SET PROBLEM:
Reproduce the data below, substituting "out-of-focus" for every occurrence of "blurred" and keeping everything else unchanged.
-- begin EXERCISE INPUT --
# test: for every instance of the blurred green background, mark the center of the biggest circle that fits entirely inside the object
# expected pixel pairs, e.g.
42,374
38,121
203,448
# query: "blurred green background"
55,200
-- end EXERCISE INPUT --
SOLVED PROBLEM:
# test: for every instance of the out-of-focus green background, mark the center of the biggest circle that fits entirely inside the object
# expected pixel pairs, e.g.
42,374
38,121
203,448
# query: "out-of-focus green background"
55,200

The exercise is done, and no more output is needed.